> **Tasks to complete**
1. Answer the following from the passage about SARS-CoV-2 and the brain, one answer per line:
(a) In which journal and year was the work cited at the top published?
(b) Which cells did previous reports on brain organoids conclude are mostly not infected by SARS-CoV-2?
(c) What barrier do pericytes maintain, according to Gleeson and colleagues?
2. Rewrite the passage about SARS-CoV-2 and the brain, starting at "Nature Medicine https://doi.org/10.1038/s41591-021-01443-1" and ending at "neurons and astrocytes.", with "brain organoids" replaced by "cerebral organoids".
3. Extend the passage about SARS-CoV-2 and brain pericytes with the text that comes after its final sentence.
-------- Given text
Nature Medicine https://doi.org/10.1038/s41591-021-01443-1 (2021)
Respiratory symptoms of SARS-CoV-2 infections are well studied, but the origins of associated neurological complications remain less clear. Previous reports on brain organoids concluded that most neural cells are not infected by SARS-CoV-2. However, choroid plexus epithelial cells, immune cells and neurovascular cells in the brain are vulnerable. Gleeson and colleagues now show that the vascular cells, or pericytes, perform important functions in the central nervous system (CNS), maintain the blood–brain barrier, regulate inflammatory responses and interact with neighbouring neurons and astrocytes.
----------------
-------- Dataset extract
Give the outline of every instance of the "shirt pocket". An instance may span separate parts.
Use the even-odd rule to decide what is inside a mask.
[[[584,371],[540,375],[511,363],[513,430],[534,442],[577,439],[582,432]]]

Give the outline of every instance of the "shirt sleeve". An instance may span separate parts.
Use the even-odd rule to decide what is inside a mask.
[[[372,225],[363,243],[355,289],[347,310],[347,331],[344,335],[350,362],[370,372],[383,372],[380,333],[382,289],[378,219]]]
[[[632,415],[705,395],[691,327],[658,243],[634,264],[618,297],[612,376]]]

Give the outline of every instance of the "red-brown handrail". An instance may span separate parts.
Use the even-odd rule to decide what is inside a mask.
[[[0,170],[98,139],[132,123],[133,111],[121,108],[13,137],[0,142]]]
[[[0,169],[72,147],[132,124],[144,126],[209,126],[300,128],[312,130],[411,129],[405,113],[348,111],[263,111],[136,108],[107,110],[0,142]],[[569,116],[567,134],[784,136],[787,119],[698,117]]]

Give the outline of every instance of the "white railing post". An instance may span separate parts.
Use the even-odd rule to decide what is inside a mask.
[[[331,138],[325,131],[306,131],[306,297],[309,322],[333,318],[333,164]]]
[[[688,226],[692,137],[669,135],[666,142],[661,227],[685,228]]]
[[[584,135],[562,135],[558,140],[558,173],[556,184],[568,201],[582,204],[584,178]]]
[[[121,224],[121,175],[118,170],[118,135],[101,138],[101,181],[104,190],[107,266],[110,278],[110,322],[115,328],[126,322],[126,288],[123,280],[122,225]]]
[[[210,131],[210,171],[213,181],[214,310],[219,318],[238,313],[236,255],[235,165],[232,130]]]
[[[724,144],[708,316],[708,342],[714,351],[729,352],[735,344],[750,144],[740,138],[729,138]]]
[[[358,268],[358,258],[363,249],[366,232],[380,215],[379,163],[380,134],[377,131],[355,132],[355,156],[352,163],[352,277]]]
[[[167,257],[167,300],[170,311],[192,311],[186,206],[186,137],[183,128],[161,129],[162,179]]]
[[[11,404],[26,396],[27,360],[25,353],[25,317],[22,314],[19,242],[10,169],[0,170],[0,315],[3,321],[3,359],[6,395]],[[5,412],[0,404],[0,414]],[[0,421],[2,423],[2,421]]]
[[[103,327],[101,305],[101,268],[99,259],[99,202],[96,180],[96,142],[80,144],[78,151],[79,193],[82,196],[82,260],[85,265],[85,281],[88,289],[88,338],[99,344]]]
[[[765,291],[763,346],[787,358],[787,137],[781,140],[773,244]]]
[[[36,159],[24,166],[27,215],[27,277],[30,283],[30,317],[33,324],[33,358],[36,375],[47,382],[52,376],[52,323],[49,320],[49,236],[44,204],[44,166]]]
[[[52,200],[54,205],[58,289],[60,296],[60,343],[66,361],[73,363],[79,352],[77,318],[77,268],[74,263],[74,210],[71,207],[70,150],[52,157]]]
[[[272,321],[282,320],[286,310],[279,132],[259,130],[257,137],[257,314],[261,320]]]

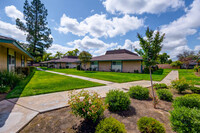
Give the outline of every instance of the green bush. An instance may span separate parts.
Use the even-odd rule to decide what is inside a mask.
[[[187,107],[187,108],[198,108],[200,109],[200,95],[199,94],[188,94],[185,96],[177,97],[173,101],[173,107]]]
[[[127,110],[131,103],[129,95],[119,90],[110,90],[106,95],[105,102],[110,111]]]
[[[176,89],[179,93],[190,89],[190,82],[186,81],[184,78],[180,80],[174,80],[171,82],[171,85],[174,89]]]
[[[190,90],[193,92],[193,93],[197,93],[197,94],[200,94],[200,87],[191,87]]]
[[[100,121],[95,133],[126,133],[126,129],[123,123],[113,117],[109,117]]]
[[[158,89],[168,89],[167,85],[164,83],[161,84],[154,84],[153,85],[154,89],[158,90]]]
[[[71,94],[69,105],[73,114],[93,122],[96,122],[106,109],[103,99],[97,93],[90,94],[84,90],[78,94]]]
[[[165,133],[163,124],[151,117],[141,117],[137,125],[142,133]]]
[[[180,107],[170,112],[171,127],[177,133],[200,132],[200,110]]]
[[[172,101],[173,95],[170,90],[168,89],[159,89],[156,91],[158,98],[164,101]]]
[[[133,86],[129,89],[129,95],[135,99],[145,100],[149,98],[149,89],[142,86]]]

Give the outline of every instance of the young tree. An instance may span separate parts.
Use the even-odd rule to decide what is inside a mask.
[[[51,30],[47,27],[47,9],[40,0],[28,0],[24,3],[25,23],[19,18],[16,19],[17,27],[27,33],[26,41],[29,42],[29,52],[34,56],[43,56],[45,49],[53,42],[50,37]]]
[[[156,101],[153,89],[151,67],[157,63],[159,52],[162,49],[161,43],[163,42],[164,36],[165,34],[160,35],[159,31],[154,33],[154,31],[149,28],[146,30],[146,38],[143,38],[139,33],[137,34],[142,49],[135,49],[135,51],[143,57],[145,66],[149,68],[154,108],[156,108]]]
[[[78,58],[80,59],[81,63],[83,63],[84,69],[86,71],[86,64],[87,64],[87,62],[90,62],[90,60],[92,59],[92,55],[86,51],[82,51],[79,54]]]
----------------
> **Responses per task**
1.
(a) Nature Medicine, 2021
(b) Most neural cells
(c) The blood–brain barrier

2.
Nature Medicine https://doi.org/10.1038/s41591-021-01443-1 (2021)
Respiratory symptoms of SARS-CoV-2 infections are well studied, but the origins of associated neurological complications remain less clear. Previous reports on cerebral organoids concluded that most neural cells are not infected by SARS-CoV-2. However, choroid plexus epithelial cells, immune cells and neurovascular cells in the brain are vulnerable. Gleeson and colleagues now show that the vascular cells, or pericytes, perform important functions in the central nervous system (CNS), maintain the blood–brain barrier, regulate inflammatory responses and interact with neighbouring neurons and astrocytes.

3.
Having shown that human pericyte-like cells (PLCs) could be infected with SARS-CoV-2, the authors integrated them into cortical organoids. Under homeostasis, PLCs maintained their morphology and functions as expected and promoted maturation of astrocytes. When exposed to SARS-CoV-2, only the organoids that contained PLCs were prone to infection, and normal cortical organoids did not show viral replication. The astrocyte population became vulnerable to infection by the presence of PLCs and increasingly underwent apoptosis or activated inflammatory signalling.
Together, the authors identify PLCs as an interesting target and promoter of SARS-CoV-2 invasion in the CNS, which might also enable its spread to other cell types.